DATA FOR THIS TASK:

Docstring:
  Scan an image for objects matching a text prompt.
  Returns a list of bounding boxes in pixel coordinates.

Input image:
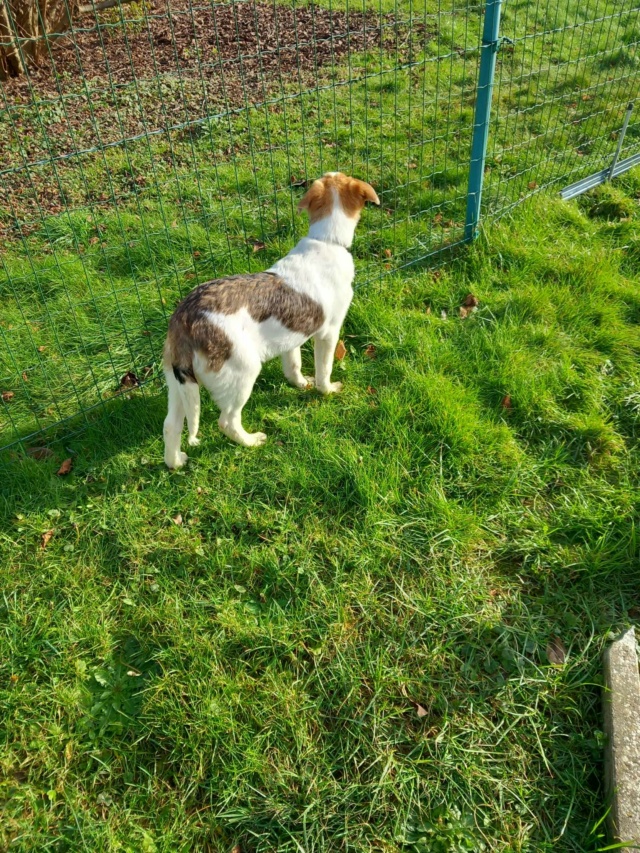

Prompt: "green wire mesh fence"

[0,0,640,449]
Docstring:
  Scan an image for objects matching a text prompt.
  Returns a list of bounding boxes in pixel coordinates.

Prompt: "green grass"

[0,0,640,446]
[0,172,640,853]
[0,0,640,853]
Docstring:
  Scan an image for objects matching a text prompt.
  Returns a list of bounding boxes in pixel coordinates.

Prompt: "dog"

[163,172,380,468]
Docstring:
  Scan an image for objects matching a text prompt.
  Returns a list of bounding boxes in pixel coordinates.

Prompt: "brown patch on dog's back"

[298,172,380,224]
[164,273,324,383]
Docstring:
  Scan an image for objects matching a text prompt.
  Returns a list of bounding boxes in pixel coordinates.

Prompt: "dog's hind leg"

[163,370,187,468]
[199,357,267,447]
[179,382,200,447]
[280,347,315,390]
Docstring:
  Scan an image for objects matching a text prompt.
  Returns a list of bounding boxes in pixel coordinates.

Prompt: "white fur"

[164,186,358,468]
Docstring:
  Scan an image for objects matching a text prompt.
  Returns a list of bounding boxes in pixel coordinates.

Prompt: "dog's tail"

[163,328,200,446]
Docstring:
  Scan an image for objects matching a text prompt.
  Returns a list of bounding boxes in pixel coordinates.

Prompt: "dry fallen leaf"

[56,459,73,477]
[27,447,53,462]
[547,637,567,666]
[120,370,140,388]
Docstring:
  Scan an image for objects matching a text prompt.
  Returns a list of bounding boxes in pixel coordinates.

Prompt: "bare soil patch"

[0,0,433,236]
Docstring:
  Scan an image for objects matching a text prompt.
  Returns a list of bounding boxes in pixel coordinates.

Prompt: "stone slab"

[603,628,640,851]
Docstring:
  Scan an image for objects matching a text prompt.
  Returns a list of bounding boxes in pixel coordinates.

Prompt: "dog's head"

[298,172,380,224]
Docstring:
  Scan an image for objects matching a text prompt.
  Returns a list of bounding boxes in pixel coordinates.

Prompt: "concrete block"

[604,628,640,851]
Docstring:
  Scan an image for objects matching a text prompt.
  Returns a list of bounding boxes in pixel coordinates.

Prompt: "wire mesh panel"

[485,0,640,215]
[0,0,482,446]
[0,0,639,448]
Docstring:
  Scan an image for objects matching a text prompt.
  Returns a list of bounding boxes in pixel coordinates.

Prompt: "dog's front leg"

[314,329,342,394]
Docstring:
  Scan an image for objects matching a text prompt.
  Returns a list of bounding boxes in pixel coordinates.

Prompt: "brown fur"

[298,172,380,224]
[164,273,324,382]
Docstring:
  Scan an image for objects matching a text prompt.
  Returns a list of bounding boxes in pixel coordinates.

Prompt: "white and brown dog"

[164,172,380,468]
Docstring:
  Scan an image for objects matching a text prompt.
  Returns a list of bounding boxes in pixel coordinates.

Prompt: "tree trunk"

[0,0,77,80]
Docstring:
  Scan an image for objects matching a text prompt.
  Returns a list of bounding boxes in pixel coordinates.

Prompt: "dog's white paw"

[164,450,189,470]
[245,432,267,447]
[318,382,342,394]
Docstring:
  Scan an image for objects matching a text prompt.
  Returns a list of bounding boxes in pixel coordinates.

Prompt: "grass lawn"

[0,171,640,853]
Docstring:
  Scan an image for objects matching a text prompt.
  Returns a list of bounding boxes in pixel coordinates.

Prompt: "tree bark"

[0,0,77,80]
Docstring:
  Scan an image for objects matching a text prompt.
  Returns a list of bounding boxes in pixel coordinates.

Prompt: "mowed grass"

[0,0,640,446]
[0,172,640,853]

EXERCISE:
Shift every bounding-box coordinate by -137 in the stretch of material from its start through the line containing "[604,628,640,851]", and write out that whole stretch again with all of its other text unchanged. Leave the picture out of your answer.

PROBLEM SOLUTION:
Docstring:
  Scan an image for objects matching a text prompt.
  Returns a list of bounding boxes in pixel coordinates.

Input image:

Prompt: "green wire mesh fence"

[-137,-137,503,312]
Docstring:
  Scan an image for objects matching a text prompt.
  Returns a list of bounding boxes in pixel coordinates.

Prompt: "green grass"

[-137,-137,503,309]
[-137,35,503,716]
[-137,-137,503,716]
Docstring:
  Scan an image for objects matching a text prompt.
  Returns a list of bounding boxes in pixel coordinates.

Prompt: "dog"

[26,35,243,331]
Docstring:
  Scan an image for objects matching a text prompt.
  Returns a list of bounding boxes in pixel coordinates.

Prompt: "brown patch on dog's back"

[161,35,243,87]
[27,136,187,246]
Docstring:
  Scan an image for objects matching a text prompt.
  Returns a list of bounding boxes in pixel coordinates.

Prompt: "dog's hind leg"

[26,233,50,331]
[62,220,130,310]
[42,245,63,310]
[143,210,178,253]
Docstring:
  Scan an image for objects matching a text prompt.
  Returns a list of bounding boxes in pixel coordinates.

Prompt: "white fur"

[27,49,221,331]
Docstring:
  Scan an image for objects matching a text prompt.
  Returns a list of bounding boxes in pixel coordinates.

Prompt: "dog's tail"

[26,191,63,309]
Docstring:
  Scan an image for objects matching a text prompt.
  Returns a list of bounding boxes in pixel coordinates.

Prompt: "dry fallen leaf"

[-81,322,-64,340]
[-110,310,-84,325]
[410,500,430,529]
[-17,233,3,251]
Docstring:
  Scan an image for objects matching a text prompt.
  Returns a list of bounding boxes in pixel coordinates.

Prompt: "bare soil patch"

[-137,-137,296,99]
Docstring:
  Scan an image for objects matching a text prompt.
  Returns a list of bounding boxes in pixel coordinates.

Prompt: "stone slab"

[466,491,503,714]
Docstring:
  Scan an image for objects matching a text prompt.
  Returns a list of bounding boxes in pixel coordinates.

Prompt: "dog's head"

[161,35,243,87]
Docstring:
  Scan an image for objects matching a text prompt.
  Returns a list of bounding boxes in pixel coordinates.

Prompt: "concrete block"

[467,491,503,714]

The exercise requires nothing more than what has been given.